#### [What is expected]
Would you please set down the data again exactly as given, excluding the pictures?

******

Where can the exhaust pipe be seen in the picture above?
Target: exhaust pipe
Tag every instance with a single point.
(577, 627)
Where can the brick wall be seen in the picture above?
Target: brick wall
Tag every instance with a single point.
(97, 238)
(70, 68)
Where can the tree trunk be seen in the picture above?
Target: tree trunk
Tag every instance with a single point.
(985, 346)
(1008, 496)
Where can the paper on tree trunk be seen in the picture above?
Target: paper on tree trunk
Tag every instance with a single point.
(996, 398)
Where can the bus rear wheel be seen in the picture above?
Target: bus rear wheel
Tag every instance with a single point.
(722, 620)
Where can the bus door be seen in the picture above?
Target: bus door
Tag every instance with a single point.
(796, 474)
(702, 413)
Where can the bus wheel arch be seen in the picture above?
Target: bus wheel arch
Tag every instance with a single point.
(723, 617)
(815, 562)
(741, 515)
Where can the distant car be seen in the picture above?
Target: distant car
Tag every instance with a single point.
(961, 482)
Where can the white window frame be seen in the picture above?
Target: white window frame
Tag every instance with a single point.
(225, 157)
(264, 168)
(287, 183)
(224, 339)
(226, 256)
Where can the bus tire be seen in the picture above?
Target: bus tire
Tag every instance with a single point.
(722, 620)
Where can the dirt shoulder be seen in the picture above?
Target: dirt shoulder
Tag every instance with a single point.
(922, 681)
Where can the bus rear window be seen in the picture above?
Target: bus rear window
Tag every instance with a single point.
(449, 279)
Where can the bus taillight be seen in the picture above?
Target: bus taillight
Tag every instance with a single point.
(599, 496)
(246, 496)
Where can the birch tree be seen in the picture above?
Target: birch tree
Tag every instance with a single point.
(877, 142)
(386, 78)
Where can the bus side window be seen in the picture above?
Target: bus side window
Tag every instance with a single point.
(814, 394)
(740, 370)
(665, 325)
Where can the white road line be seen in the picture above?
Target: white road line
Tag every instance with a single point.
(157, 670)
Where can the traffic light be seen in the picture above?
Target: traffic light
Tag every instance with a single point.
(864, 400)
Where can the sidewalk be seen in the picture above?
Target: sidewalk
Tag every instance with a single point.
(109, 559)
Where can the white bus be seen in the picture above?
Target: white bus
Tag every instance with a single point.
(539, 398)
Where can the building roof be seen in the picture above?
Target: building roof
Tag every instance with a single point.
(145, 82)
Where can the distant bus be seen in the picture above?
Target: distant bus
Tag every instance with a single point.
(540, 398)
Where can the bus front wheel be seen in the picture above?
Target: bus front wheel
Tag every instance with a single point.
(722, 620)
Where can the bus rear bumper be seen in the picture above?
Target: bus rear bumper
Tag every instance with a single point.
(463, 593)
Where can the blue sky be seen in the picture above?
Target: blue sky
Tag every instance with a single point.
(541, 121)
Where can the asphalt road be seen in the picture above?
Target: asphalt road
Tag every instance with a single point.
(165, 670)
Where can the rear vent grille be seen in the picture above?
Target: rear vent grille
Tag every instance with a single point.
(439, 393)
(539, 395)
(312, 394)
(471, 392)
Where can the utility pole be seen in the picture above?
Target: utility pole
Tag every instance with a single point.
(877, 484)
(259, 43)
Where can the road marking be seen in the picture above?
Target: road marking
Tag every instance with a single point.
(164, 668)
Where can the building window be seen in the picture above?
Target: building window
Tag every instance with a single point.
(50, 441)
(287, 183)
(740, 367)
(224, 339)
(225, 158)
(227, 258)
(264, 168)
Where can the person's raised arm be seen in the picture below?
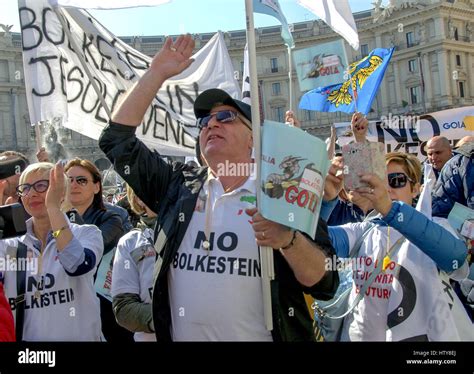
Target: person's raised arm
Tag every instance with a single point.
(172, 59)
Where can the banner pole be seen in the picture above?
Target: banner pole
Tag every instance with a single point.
(290, 77)
(38, 136)
(266, 253)
(59, 13)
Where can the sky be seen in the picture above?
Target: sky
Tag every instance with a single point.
(182, 16)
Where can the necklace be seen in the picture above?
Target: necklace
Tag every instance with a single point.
(39, 284)
(234, 184)
(39, 279)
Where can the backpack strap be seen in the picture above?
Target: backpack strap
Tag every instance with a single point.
(21, 289)
(365, 287)
(355, 249)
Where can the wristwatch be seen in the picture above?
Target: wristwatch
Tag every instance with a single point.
(291, 243)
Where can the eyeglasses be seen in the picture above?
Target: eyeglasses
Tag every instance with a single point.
(39, 186)
(223, 116)
(80, 180)
(398, 180)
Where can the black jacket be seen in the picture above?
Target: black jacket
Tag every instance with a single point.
(172, 191)
(108, 222)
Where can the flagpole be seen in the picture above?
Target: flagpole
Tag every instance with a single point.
(38, 136)
(290, 73)
(266, 253)
(77, 50)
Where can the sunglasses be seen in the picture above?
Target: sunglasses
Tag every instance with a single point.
(39, 186)
(398, 180)
(223, 116)
(80, 180)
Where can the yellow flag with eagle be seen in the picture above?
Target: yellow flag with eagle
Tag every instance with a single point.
(357, 92)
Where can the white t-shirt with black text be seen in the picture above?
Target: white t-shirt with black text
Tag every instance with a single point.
(216, 295)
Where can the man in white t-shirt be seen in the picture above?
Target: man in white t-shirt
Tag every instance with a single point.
(208, 284)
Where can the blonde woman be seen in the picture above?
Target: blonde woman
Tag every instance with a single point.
(132, 276)
(398, 305)
(59, 302)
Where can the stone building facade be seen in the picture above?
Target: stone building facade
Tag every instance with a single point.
(432, 68)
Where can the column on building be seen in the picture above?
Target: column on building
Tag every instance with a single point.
(445, 74)
(425, 60)
(453, 67)
(398, 90)
(470, 74)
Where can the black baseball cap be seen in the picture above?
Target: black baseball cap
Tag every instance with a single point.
(209, 98)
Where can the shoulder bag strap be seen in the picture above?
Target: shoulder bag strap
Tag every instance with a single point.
(367, 284)
(20, 287)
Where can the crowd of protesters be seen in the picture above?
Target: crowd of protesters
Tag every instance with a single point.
(148, 265)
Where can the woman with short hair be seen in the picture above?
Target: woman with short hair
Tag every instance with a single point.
(59, 301)
(85, 196)
(431, 245)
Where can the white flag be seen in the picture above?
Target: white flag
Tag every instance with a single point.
(338, 15)
(246, 78)
(272, 8)
(57, 85)
(106, 4)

******

#### [Completed task]
Where can the exhaust pipe be seen in the picture above?
Target: exhaust pipe
Tag every instance with a single point.
(577, 627)
Where can the brick wall be seen in the picture above?
Target: brick wall
Tag every instance with a single point.
(97, 238)
(70, 68)
Where can the tree trunk be seen in the picture above?
Target: tree trunk
Tag every instance with a single point.
(985, 346)
(1008, 496)
Where can the paper on tree trunk be seen in the picture above?
Target: paper on tree trunk
Tag every instance with a single point.
(996, 398)
Where can the bus rear wheel be seen in the picture above?
Target: bus rear wheel
Tag every instance with a single point.
(722, 620)
Where can the bus door be seen in the picture above?
Target: bus door
Tag every instance with a single point.
(796, 474)
(702, 413)
Where can the bus wheel arch be seen in the picture above?
Target: bus wheel arch
Tag every instance with a single point.
(723, 617)
(815, 562)
(741, 515)
Where can the distant car be seen in the picture above?
Target: distant car
Tag every instance with a single point.
(961, 482)
Where can the white window frame be seen in the picture above?
Target: white window frame
Tag every instance with a single point.
(225, 157)
(264, 168)
(287, 183)
(224, 339)
(226, 256)
Where can the bus tire be seen in the picture above?
Target: bus tire
Tag every instance with a single point.
(722, 620)
Where can the dirt shoulder be seen in the picture above?
Target: dirt shoulder
Tag every instance with a single point.
(922, 681)
Where can the bus rear window be seen in the picture above?
Target: bus rear window
Tag every instance with a single point.
(449, 279)
Where can the bus taillight be seen in the picture above?
Target: bus taillight
Tag every instance with a single point.
(599, 496)
(246, 496)
Where can the birch tree be seen in the picture above?
Target: birch tree
Tag every instance with a single point.
(877, 142)
(386, 78)
Where can the bus side window be seen in the picture above?
Target: bus side window
Tag every instance with a single point.
(814, 394)
(740, 370)
(665, 325)
Where can the white road line be seen in the picture above?
Target: white road line
Tag every instance with a single point.
(157, 670)
Where can the traffic light be seen in the picture above?
Target: traffic light
Tag every instance with a single point.
(864, 400)
Where can the sidewalk be seen in the picture above?
Target: sidewalk
Tag every instance with a single point.
(109, 559)
Where can the white bus be seen in the picture above?
Target: white bus
Tag every instance with a single point.
(539, 398)
Where can the building roof be seen in the picture above?
Target: building roof
Tag every instance with a single point.
(145, 82)
Where can the distant bus be seen in the picture above?
Target: distant bus
Tag every instance with a single point.
(540, 398)
Where can the bus front wheel be seen in the picture above?
Target: bus front wheel
Tag every instance with a single point.
(722, 620)
Where can the bus rear bumper be seen in the picture above?
Target: bus rear bumper
Tag every instance with a single point.
(463, 593)
Where can the blue sky be seen in the picture above?
Target: blue sky
Tag every instance with a single point.
(541, 121)
Where can the asphalt road be seen in the picture above?
Target: asphalt road
Tag every instance with a single point.
(165, 670)
Where can the rear vent grille be seen in the picture above?
Target: rear vent grille
Tag every instance with a single point.
(439, 393)
(539, 395)
(312, 394)
(471, 392)
Where can the utility pole be seen in the picture above?
Target: utility pole
Tag every instance with a single point.
(877, 484)
(259, 43)
Where can the road marking be seen in the picture above?
Target: road marking
Tag every instance with a single point.
(164, 668)
Where can the building window be seen in the picture above?
Target: building window
Tag every instance with a single point.
(50, 441)
(287, 183)
(740, 367)
(224, 339)
(225, 158)
(227, 258)
(264, 168)
Where can the person's raised arm be seen in the picture below?
Target: person's raised arm
Tag every instance with a single point.
(172, 59)
Where can the banner pole be seen in the picture above?
Target: banner pole
Tag every instance with a single point.
(290, 77)
(38, 136)
(266, 253)
(59, 13)
Where can the sky be seen in the picture above?
Target: sky
Tag every instance with a single point.
(182, 16)
Where can the necklace be seen in the picture above?
Target: necklace
Tag every instance with a single point.
(39, 284)
(234, 184)
(39, 279)
Where can the backpack strap be seen in the picture above?
Target: backpack strap
Tag every instance with a single point.
(21, 289)
(365, 287)
(355, 249)
Where can the wristwatch be seen in the picture above?
Target: wristwatch
Tag every instance with a single point.
(291, 243)
Where can the eyeglasses be seen in the picture above?
Target: eyeglasses
Tag every instance with a single point.
(39, 186)
(223, 116)
(80, 180)
(398, 180)
Where can the black jacket be seen in the picture above?
Target: black jacket
Tag every instance with a single point.
(172, 191)
(108, 222)
Where can the flagpole be seen in the picture above?
Target: flagpole
Tag every instance with a single point.
(38, 136)
(290, 73)
(266, 253)
(77, 50)
Where can the sunglasses be seen in the picture above?
Target: sunglasses
Tag every instance with a single point.
(39, 186)
(398, 180)
(223, 116)
(80, 180)
Where can the yellow flag with eagle be seen in the picture above?
Target: yellow flag with eagle
Tag every instance with a single point.
(357, 92)
Where can the white t-shirt with black text be seen in the picture above?
Target: white t-shirt with black text
Tag every instance with a single point.
(216, 295)
Where can the man in white t-shirt be seen in the picture above?
Target: man in white t-shirt
Tag every instance with a single point.
(208, 284)
Where can the blonde woman be seen in the picture above?
Target: blonde woman
Tag every instance with a single point.
(132, 276)
(398, 305)
(59, 302)
Where can the stone building facade be seen in the picture above?
Target: stone building facade
Tag every instance with a single point.
(432, 68)
Where can the column on building be seen in the picture above?
Target: column on building
Tag every instance with a single point.
(445, 74)
(425, 60)
(453, 67)
(398, 90)
(470, 74)
Where can the black baseball cap be seen in the picture above?
Target: black baseball cap
Tag every instance with a single point.
(209, 98)
Where can the shoulder bag strap be seen in the picture above?
Target: shoulder bag strap
Tag every instance with a single point.
(367, 284)
(20, 287)
Where can the crowd of protesters be seen in the picture above?
Target: crowd of protesters
Tag every instance with a single point.
(148, 265)
Where can the woman with short hair be seen in the picture above?
Target: woman with short hair
Tag every instance with a single point.
(59, 301)
(85, 196)
(431, 245)
Where can the white flag be seen in the picture above?
Target: white flag
Tag every instance with a single point.
(338, 15)
(246, 78)
(272, 8)
(57, 85)
(106, 4)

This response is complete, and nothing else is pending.